L'Afrique a un lion dans le moteur
par Franz-Olivier Giesbert





Les "braillards" de l'antimondialisation ne pourront jamais rien contre la réalité qui, aujourd'hui, crève les yeux : grâce à la vague mondiale d'échanges commerciaux, 1 milliard de Terriens sont sortis de l'état d'extrême pauvreté (1,25 dollar par jour) au cours des vingt dernières années.

Certes, il reste encore 1,2 milliard de personnes en situation de détresse alimentaire, notamment dans une partie de l'Afrique subsaharienne. Mais il faut être totalement déconnecté de la réalité comme nos chers "néocons" franco-français pour ne pas observer une nette amélioration depuis la fin du siècle dernier : le nationalisme rend sourd. Aveugle aussi.



Hegel aurait dit que l'Histoire va dans le bon sens : c'est la croissance, dopée par les échanges internationaux, qui diminue la pauvreté à un rythme soutenu, notamment en Asie, en Afrique et en Amérique latine, tandis qu'émerge un monde nouveau qui écrit l'avenir sans nous.
Le bonheur des uns est souvent dur à vivre pour les autres, surtout quand ils tombent de leur piédestal. Nombreux sont ceux qui, dans notre Hexagone, rêvent de se barricader contre les vents du large en continuant à tourner leur petite soupe dans leur petite marmite devant leur petit feu. Puisque le monde n'est plus à nous, se disent-ils, quittons-le. C'est la tentation albanaise.

Paresse intellectuelle ou impensé raciste ? La France est l'un des derniers pays du monde à nier le miracle économique africain. Lors du dernier colloque franco-britannique qui réunit les élites des deux côtés de la Manche, Jean-François Copé discourait sur l'Afrique qui coule quand il se fit remettre à sa place par le patron d'origine ivoirienne de la société d'assurances britannique Prudential sur le thème : "Chers Français, il serait temps que vous mettiez vos montres à l'heure !" La presse hexagonale n'est pas mieux inspirée.

___

_Consigne A_
Reformulez sous forme de liste plus courte le paragraphe de l'extrait cité qui commence par « Paresse intellectuelle ou impensé raciste ? », en gardant ses faits principaux.
_Consigne B_
Relevez, s'il vous plaît, toutes les personnes désignées par leur nom dans l'extrait cité.
Les lignes qui suivent proviennent d'une autre source.

_Entrées de données_
___

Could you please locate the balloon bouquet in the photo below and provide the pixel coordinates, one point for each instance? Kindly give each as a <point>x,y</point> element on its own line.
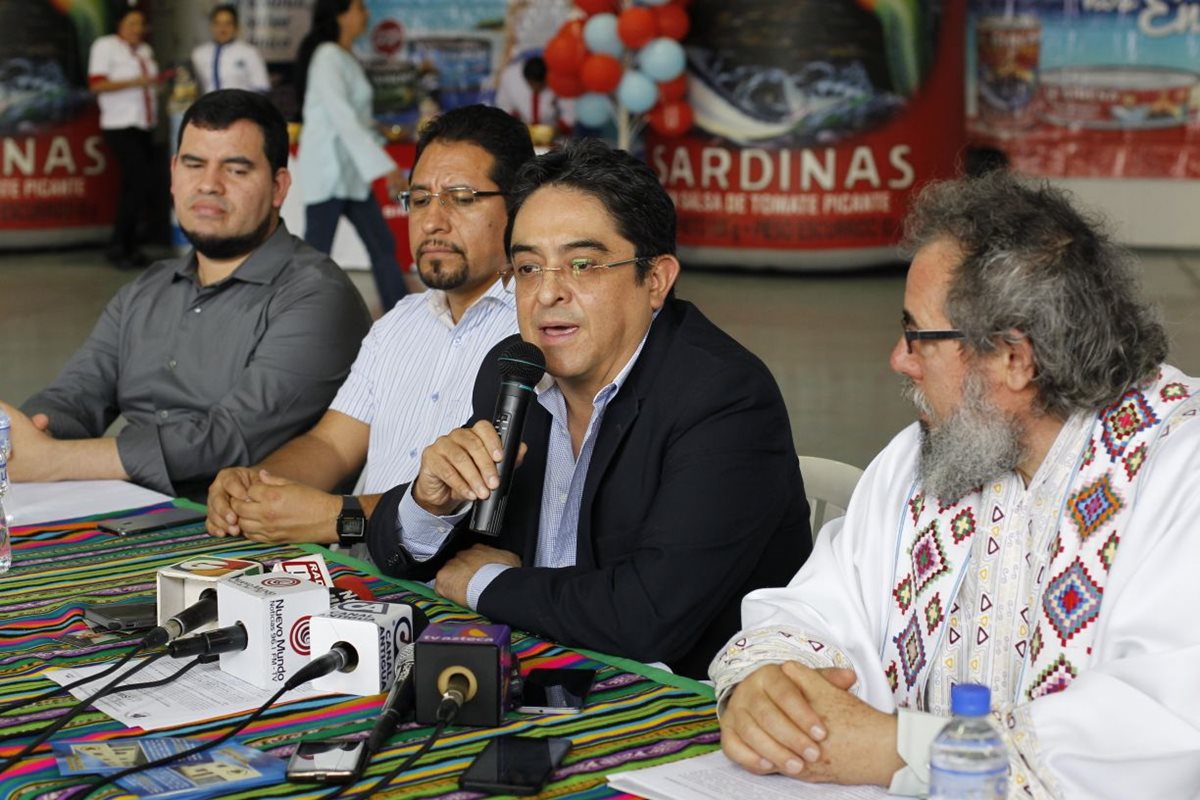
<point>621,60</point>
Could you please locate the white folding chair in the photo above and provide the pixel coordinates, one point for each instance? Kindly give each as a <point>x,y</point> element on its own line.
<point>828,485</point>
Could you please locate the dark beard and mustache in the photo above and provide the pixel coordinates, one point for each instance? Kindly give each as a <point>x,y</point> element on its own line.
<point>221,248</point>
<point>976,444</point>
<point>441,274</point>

___

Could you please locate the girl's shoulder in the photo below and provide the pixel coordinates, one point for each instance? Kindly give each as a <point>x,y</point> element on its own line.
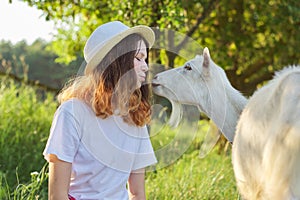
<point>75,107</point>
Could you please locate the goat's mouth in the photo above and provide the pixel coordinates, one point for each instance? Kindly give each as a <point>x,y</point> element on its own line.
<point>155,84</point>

___

_Résultat attendu A_
- Question posée : paresse intellectuelle ou impensé raciste ?
- La France est l'un des derniers pays du monde à nier le miracle économique africain.
- Au dernier colloque franco-britannique, Jean-François Copé parlait de l'Afrique qui coule.
- Le patron d'origine ivoirienne de la société d'assurances britannique Prudential l'a remis à sa place : « Chers Français, il serait temps que vous mettiez vos montres à l'heure ! »
- La presse hexagonale n'est pas mieux inspirée.

_Résultat attendu B_
- Franz-Olivier Giesbert
- Hegel
- Jean-François Copé